PROVIDED PASSAGE:

General characteristics
- Class & type: Ayanami-class destroyer
- Displacement: 1,720 t (1,690 long tons) standard; 2,500 t (2,500 long tons) full load;
- Length: 109 m (358 ft)
- Beam: 10.7 m (35 ft)
- Depth: 8.1 m (26 ft 7 in)
- Complement: 220
- Armament: 6 × 3"/50 caliber Mk.22 guns; 4 × 533 mm (21 in) torpedo tubes; 2 × ASW torpedo racks; 2 × Hedgehog anti-submarine mortars; 2 × DCT (K-guns);

= JDS Shikinami =

Ayanami-class destroyer

JDS Shikinami (DD-106) was the fourth ship of Ayanami-class destroyers.

==Construction and career==
Shikinami was laid down at Mitsui Engineering & Shipbuilding Tamano Shipyard on 14 December 1956 and launched on 30 September 1957. She was commissioned on 14 March 1958.

On March 31, 1958, she was transferred to the Yokosuka District Force 8th Escort Corps. On October 25, the same year, the 8th Escort Corps was reorganized under the 1st Escort Corps group.

During the special repair work in 1963, the equipment was modernized, and the radio wave detection device (ESM) NORR-1, which had not been equipped, was installed in the rear cage, and the search sonar was installed in OQS-14. Replaced the attack sonar with OQY-2.

LISTED ENTRIES:

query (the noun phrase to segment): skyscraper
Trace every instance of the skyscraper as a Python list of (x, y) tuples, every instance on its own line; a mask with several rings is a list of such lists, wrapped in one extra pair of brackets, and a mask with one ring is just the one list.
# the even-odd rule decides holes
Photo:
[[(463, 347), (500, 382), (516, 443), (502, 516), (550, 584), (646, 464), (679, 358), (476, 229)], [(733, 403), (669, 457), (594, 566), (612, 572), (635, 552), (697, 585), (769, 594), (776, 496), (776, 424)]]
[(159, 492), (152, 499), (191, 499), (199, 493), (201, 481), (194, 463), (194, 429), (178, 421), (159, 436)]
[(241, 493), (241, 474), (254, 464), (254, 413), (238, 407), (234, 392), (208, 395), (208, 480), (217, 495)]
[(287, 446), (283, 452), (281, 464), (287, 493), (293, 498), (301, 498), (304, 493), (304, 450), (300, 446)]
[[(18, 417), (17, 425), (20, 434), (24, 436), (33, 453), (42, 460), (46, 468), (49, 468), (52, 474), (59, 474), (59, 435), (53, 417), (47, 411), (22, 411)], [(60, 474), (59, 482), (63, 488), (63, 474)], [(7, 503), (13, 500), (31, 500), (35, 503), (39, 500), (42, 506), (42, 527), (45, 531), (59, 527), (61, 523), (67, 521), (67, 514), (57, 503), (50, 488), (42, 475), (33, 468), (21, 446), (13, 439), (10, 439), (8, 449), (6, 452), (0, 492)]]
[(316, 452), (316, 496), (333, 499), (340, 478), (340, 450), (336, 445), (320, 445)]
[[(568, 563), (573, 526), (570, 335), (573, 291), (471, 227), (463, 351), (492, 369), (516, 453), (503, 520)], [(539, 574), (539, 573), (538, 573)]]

TASKS:
**a.** Using the JDS Shikinami article, decide whether each statement agrees with it. Answer yes or no for each, quoting the deciding words of the article: (i) Shikinami was launched on 30 September 1957. (ii) Shikinami was the third ship of the Ayanami class. (iii) The ship's complement was 220.
**b.** In the JDS Shikinami article, rewrite the part that begins at the words "JDS Shikinami (DD-106)" and stops after "sonar with OQY-2.", swapping "Yokosuka District Force" for "Kure District Force".
**c.** Carry on the JDS Shikinami article from where it stops.

RESPONSES TO THE EXERCISE:
**a.**
(i) Yes: "launched on 30 September 1957"
(ii) No: "was the fourth ship of Ayanami-class destroyers"
(iii) Yes: "Complement: 220"

**b.**
JDS Shikinami (DD-106) was the fourth ship of Ayanami-class destroyers.

==Construction and career==
Shikinami was laid down at Mitsui Engineering & Shipbuilding Tamano Shipyard on 14 December 1956 and launched on 30 September 1957. She was commissioned on 14 March 1958.

On March 31, 1958, she was transferred to the Kure District Force 8th Escort Corps. On October 25, the same year, the 8th Escort Corps was reorganized under the 1st Escort Corps group.

During the special repair work in 1963, the equipment was modernized, and the radio wave detection device (ESM) NORR-1, which had not been equipped, was installed in the rear cage, and the search sonar was installed in OQS-14. Replaced the attack sonar with OQY-2.

**c.**
In March 1973, the short torpedo launcher was removed, and work was carried out to strengthen the anti-submarine attack capability with two 68-type triple short torpedo launchers.

On June 13, 1975, the 8th Escort Squadron was abolished and transferred to the 1st Training Squadron of the Training Squadron, and the fixed port was transferred to Kure.

In 1976, the ship was converted into a training ship with the escort ship registered, and the 4-unit long torpedo launcher was removed and a trainee auditorium was newly established.

On March 30, 1983, she was changed to a training ship and her registration number was changed to TV-3503.

She was removed from the register on July 1, 1987 with her sister ship JDS Isonami.

In 1988, she was dismantled at Furusawa Steel in Etajima.